● **Task**:
Reproduce the entries shown below only from the line with "Target: black gloved hand" down to the line with "point: white field", keeping both end lines and copying each one exactly.

═══ Material shown

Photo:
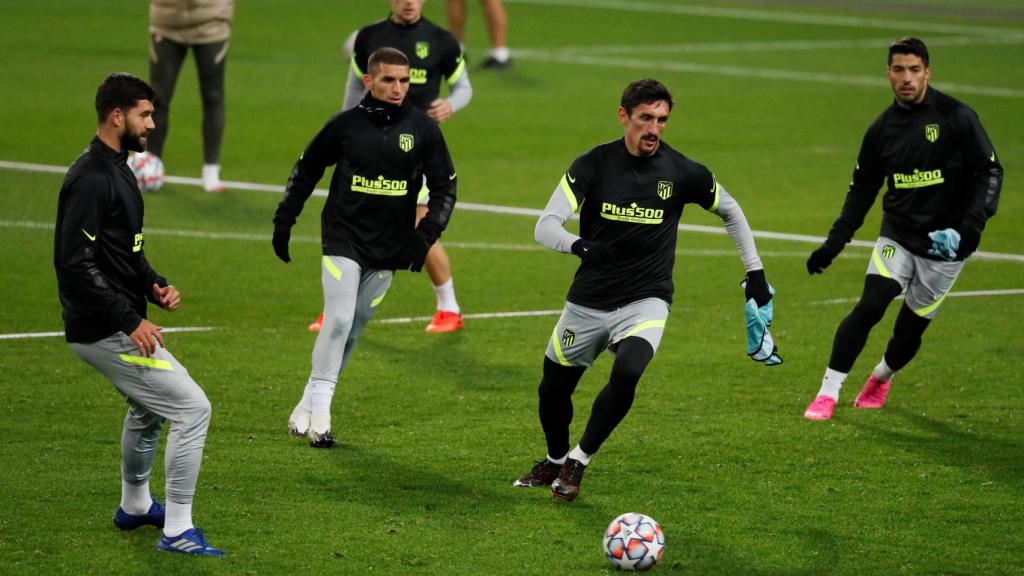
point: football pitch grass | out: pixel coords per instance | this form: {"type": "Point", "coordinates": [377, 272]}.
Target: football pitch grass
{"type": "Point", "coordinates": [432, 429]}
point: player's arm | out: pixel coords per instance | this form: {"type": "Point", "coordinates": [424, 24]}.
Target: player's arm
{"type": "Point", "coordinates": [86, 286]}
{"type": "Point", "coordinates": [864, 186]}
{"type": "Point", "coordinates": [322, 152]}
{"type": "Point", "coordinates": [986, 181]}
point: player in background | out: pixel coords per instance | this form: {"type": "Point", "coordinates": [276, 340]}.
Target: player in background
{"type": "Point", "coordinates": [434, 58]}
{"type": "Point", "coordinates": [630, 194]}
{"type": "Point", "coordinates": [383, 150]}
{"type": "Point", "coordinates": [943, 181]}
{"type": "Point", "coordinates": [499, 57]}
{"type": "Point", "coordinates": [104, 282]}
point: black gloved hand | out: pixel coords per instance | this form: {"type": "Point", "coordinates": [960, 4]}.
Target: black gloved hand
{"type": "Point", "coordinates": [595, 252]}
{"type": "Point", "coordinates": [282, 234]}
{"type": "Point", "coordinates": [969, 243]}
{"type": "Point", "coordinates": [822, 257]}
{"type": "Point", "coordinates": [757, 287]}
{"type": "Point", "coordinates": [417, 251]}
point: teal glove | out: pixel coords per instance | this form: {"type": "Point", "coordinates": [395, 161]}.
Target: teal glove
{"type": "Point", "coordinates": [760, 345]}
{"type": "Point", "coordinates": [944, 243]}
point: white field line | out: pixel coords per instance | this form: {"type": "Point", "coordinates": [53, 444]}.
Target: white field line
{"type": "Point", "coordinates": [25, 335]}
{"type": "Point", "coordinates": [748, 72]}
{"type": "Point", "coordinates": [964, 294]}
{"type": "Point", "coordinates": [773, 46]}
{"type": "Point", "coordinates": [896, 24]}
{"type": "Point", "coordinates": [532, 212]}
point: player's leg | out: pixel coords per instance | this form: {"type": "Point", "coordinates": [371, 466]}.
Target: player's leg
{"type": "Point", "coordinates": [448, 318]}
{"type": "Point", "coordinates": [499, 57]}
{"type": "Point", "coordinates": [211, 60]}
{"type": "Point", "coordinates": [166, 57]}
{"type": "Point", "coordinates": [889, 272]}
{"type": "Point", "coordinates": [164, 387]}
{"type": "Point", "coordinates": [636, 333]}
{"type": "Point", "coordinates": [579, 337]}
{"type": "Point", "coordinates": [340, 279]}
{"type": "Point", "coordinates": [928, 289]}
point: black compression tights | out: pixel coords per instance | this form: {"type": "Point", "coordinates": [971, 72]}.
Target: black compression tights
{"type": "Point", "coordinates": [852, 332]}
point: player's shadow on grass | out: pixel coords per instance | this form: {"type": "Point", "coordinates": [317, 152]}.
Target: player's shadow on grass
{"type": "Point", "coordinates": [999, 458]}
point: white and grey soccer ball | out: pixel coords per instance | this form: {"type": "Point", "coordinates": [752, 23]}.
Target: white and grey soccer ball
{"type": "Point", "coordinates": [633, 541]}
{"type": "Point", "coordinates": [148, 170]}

══════

● **Output**:
Target: black gloved hand
{"type": "Point", "coordinates": [595, 252]}
{"type": "Point", "coordinates": [282, 234]}
{"type": "Point", "coordinates": [969, 243]}
{"type": "Point", "coordinates": [822, 257]}
{"type": "Point", "coordinates": [757, 287]}
{"type": "Point", "coordinates": [417, 251]}
point: teal glove | out: pixel coords per instance | this form: {"type": "Point", "coordinates": [395, 161]}.
Target: teal glove
{"type": "Point", "coordinates": [760, 345]}
{"type": "Point", "coordinates": [944, 243]}
point: white field line | out: pixel coords per instance | this form: {"type": "Point", "coordinates": [53, 444]}.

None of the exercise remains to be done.